● Your instructions
Show every line in the entries below where the word "white" appears.

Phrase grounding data
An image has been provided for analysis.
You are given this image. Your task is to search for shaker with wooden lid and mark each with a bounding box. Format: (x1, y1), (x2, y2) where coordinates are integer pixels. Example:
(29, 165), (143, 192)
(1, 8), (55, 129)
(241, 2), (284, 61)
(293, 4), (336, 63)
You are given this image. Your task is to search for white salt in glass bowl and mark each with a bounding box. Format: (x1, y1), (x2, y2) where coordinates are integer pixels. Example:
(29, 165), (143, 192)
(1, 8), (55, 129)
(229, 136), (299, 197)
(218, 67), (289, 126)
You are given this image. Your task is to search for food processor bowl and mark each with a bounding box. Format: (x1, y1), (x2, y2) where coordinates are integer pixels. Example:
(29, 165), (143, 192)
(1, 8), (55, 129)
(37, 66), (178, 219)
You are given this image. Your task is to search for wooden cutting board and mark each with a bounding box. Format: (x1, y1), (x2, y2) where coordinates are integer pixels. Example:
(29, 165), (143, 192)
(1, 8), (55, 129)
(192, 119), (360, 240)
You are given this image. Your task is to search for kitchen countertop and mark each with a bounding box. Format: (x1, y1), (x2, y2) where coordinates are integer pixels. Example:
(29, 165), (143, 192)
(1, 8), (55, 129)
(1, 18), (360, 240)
--
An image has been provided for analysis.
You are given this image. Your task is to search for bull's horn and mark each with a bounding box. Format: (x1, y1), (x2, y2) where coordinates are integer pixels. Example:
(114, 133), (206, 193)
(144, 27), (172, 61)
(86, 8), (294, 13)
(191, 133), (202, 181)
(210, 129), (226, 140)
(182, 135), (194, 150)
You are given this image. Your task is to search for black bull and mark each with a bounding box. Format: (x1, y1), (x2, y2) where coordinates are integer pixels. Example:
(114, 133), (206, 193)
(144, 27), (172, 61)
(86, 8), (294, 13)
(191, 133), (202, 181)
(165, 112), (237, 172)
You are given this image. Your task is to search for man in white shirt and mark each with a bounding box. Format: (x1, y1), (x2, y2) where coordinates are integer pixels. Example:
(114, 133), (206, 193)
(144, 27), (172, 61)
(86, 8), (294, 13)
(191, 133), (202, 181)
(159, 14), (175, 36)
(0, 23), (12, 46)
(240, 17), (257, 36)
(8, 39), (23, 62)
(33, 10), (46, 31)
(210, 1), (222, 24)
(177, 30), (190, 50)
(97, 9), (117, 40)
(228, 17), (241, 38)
---
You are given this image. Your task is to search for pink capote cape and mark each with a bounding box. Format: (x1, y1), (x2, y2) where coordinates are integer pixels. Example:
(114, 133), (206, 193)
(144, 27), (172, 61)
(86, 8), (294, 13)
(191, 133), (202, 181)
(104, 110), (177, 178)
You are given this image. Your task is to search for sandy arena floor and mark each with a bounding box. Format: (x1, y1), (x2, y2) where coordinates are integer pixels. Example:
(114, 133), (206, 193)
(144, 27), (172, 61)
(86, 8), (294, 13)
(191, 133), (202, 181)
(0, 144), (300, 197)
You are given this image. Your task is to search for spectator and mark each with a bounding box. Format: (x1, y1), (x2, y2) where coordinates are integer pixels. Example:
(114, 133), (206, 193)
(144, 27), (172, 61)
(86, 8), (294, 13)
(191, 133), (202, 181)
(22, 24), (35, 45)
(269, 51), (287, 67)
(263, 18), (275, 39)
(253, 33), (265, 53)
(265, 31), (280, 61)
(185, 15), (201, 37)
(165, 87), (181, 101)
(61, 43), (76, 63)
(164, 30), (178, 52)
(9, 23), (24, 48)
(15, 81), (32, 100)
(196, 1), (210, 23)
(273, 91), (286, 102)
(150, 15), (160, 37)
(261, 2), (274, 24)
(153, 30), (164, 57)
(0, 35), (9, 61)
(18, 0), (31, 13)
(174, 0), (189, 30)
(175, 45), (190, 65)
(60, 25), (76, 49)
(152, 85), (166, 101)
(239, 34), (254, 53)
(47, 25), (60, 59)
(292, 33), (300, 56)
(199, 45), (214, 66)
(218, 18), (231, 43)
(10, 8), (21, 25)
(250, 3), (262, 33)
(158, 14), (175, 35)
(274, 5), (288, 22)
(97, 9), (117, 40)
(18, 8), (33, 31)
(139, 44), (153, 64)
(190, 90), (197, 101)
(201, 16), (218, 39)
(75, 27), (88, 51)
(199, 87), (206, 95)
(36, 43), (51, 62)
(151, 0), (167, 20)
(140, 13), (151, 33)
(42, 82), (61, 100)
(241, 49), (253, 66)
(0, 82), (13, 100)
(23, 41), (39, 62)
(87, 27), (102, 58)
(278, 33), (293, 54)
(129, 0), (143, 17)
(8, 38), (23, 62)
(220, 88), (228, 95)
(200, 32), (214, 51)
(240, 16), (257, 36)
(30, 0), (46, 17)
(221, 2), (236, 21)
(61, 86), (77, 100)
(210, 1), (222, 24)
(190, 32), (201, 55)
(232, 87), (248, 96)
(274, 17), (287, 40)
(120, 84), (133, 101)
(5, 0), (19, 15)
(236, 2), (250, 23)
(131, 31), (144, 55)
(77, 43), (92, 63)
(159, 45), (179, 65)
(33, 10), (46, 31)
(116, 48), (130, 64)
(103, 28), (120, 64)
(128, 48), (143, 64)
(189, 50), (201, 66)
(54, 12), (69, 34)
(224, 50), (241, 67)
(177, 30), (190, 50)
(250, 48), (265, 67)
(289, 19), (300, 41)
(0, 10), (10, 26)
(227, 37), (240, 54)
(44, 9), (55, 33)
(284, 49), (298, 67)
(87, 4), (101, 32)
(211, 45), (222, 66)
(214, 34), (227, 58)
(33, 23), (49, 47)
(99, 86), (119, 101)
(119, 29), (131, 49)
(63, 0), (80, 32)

● Response to this task
You are given this image. Your task is to search for white salt in glass bowl and mark each with a bounding box. Format: (x1, y1), (x2, y2) where coordinates are integer pixels. Example:
You are given this image. Your task is to search for man in white shirt and mark each with a bounding box. Format: (x1, y1), (x2, y2) where coordinates are integer pixels. Example:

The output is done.